The problem:
Output the data word for word, dropping every image.

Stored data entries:
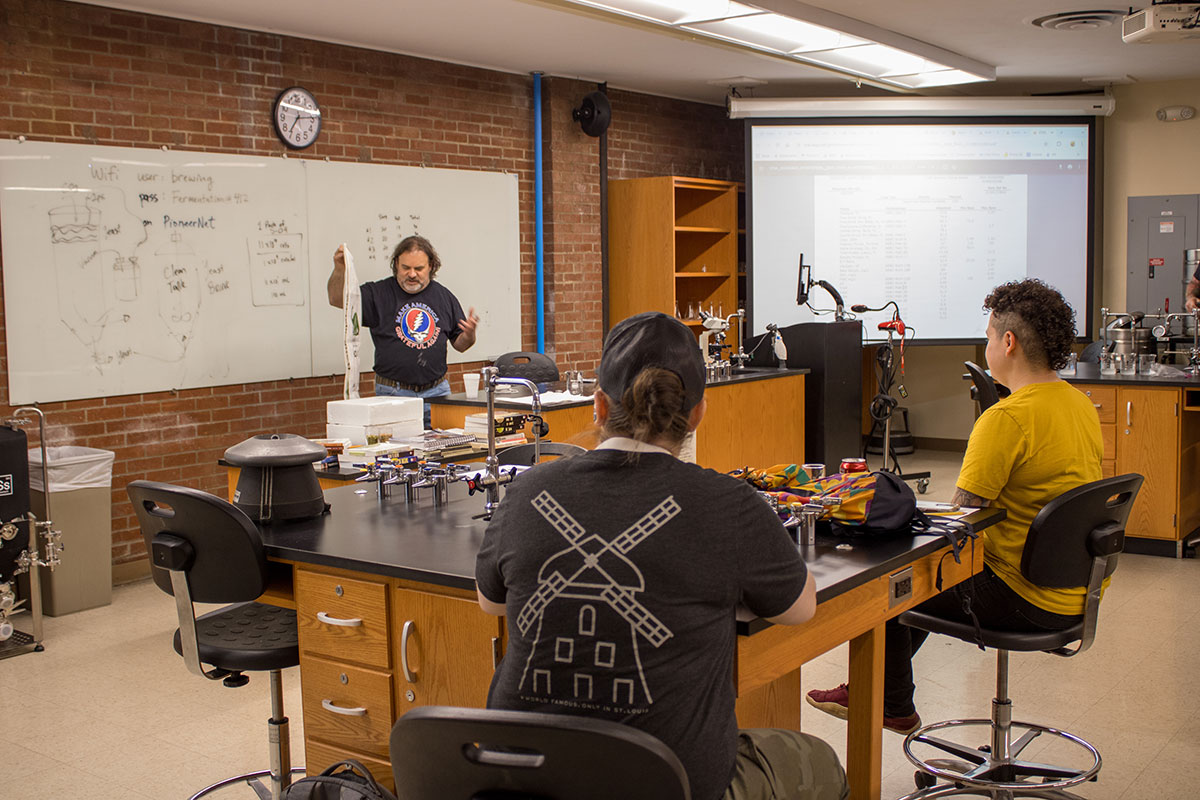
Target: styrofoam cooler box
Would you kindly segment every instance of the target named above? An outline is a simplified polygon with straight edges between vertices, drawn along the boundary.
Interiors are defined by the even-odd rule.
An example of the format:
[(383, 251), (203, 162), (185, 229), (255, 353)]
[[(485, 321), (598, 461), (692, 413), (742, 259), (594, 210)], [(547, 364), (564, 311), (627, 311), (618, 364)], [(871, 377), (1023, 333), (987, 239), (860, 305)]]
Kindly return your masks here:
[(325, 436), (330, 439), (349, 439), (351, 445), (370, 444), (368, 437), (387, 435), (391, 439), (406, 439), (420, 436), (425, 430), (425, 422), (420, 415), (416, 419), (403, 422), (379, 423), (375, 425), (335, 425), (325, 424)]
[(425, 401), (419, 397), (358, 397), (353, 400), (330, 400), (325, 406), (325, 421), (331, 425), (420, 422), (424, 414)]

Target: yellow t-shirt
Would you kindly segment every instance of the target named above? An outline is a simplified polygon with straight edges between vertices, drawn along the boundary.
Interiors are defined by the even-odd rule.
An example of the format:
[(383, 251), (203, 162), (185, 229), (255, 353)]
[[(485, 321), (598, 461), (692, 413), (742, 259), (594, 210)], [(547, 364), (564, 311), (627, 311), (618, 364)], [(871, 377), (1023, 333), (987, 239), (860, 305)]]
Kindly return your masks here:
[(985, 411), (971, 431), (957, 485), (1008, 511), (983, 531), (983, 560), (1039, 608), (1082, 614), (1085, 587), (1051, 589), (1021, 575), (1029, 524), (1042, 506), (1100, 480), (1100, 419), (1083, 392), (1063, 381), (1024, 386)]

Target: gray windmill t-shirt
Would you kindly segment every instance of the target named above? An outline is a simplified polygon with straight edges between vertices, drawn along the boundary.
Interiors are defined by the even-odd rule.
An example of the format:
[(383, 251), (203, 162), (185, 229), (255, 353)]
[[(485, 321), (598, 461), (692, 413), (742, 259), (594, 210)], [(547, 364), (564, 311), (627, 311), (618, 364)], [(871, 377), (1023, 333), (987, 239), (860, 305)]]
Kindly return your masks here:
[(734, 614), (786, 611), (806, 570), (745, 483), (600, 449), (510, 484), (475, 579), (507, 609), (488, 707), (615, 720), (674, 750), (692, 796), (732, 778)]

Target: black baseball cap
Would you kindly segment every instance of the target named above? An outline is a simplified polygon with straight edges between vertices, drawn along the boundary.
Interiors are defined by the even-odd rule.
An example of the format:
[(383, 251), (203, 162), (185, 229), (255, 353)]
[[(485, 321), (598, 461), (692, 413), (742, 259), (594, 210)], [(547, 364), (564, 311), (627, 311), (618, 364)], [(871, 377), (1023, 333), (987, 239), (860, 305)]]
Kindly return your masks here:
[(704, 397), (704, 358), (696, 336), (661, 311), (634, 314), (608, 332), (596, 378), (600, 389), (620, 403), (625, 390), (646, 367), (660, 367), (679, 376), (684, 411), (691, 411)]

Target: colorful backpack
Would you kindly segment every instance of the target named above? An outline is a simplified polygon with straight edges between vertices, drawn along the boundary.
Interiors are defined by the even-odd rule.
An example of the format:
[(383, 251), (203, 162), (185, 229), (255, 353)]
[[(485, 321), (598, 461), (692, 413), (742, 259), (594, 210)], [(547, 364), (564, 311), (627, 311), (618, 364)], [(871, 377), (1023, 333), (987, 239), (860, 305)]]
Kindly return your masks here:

Answer box:
Target: styrofoam cooler box
Would you kindly segment every instance of the target named above? An outline is a simplified polygon with straight edges between vertices, drawn along the boundary.
Interiors are defined by the even-odd rule.
An example of the format:
[(383, 251), (203, 162), (185, 229), (255, 353)]
[[(485, 321), (598, 461), (692, 413), (742, 259), (594, 210)], [(547, 364), (564, 311), (627, 311), (618, 364)], [(871, 377), (1023, 333), (987, 239), (860, 305)]]
Kindly return your masks here:
[(325, 436), (330, 439), (349, 439), (351, 445), (370, 444), (368, 437), (387, 435), (391, 439), (406, 439), (420, 436), (425, 430), (425, 422), (420, 415), (416, 419), (403, 422), (379, 423), (375, 425), (335, 425), (325, 424)]
[(425, 401), (419, 397), (358, 397), (353, 400), (330, 400), (325, 406), (325, 421), (331, 425), (420, 422), (424, 414)]

Target: yellow t-shirt
Would you kindly segment every instance of the target named above? An outline is a simplified polygon with straight edges between vertices, drawn along the boundary.
Interiors are defined by the even-odd rule.
An example of the format:
[(383, 251), (203, 162), (185, 229), (255, 353)]
[[(485, 321), (598, 461), (692, 413), (742, 259), (594, 210)], [(547, 364), (564, 311), (627, 311), (618, 364)], [(871, 377), (1023, 333), (987, 239), (860, 305)]]
Kindly return your masks here:
[(985, 411), (971, 431), (957, 485), (1008, 511), (983, 531), (983, 560), (1039, 608), (1082, 614), (1085, 587), (1051, 589), (1021, 575), (1029, 524), (1042, 506), (1100, 480), (1100, 419), (1083, 392), (1063, 381), (1024, 386)]

Target: gray windmill t-shirt
Would you kindly segment every instance of the target named above? An outline is a simplified polygon with straight edges between vertices, drawn along the boundary.
Interiors are defined by the even-odd rule.
An example of the format:
[(383, 251), (203, 162), (185, 229), (255, 353)]
[[(485, 321), (598, 461), (692, 413), (742, 259), (594, 210)], [(547, 364), (564, 311), (627, 311), (618, 364)], [(871, 377), (1023, 333), (987, 239), (860, 305)]]
Kindly return your masks here:
[(734, 614), (786, 611), (806, 570), (745, 483), (600, 449), (510, 484), (475, 579), (507, 609), (488, 707), (615, 720), (674, 750), (692, 796), (732, 778)]

Target: black baseball cap
Would you kindly segment every instance of the target named above? An outline is a simplified polygon with straight edges between vertices, drawn along the boundary.
Interiors are defined by the even-odd rule.
An example of the format:
[(383, 251), (203, 162), (185, 229), (255, 353)]
[[(485, 321), (598, 461), (692, 413), (742, 259), (594, 210)], [(547, 364), (564, 311), (627, 311), (618, 364)], [(871, 377), (1023, 333), (987, 239), (860, 305)]]
Kindly return your masks here:
[(704, 397), (704, 358), (696, 336), (661, 311), (634, 314), (608, 332), (596, 378), (600, 389), (620, 403), (625, 390), (646, 367), (660, 367), (679, 376), (684, 411), (691, 411)]

Target: colorful backpack
Would you kindly segment every instance of the target named above? An outline is a simplified polygon with straight edges between vertices, drawn along the boundary.
Interiors are defined by the even-odd rule.
An example of the format:
[(383, 251), (203, 162), (185, 229), (255, 353)]
[[(485, 321), (598, 461), (692, 413), (742, 259), (594, 210)], [(547, 364), (564, 311), (627, 311), (618, 364)], [(871, 377), (1023, 333), (987, 239), (860, 305)]]
Kindly return your masks here:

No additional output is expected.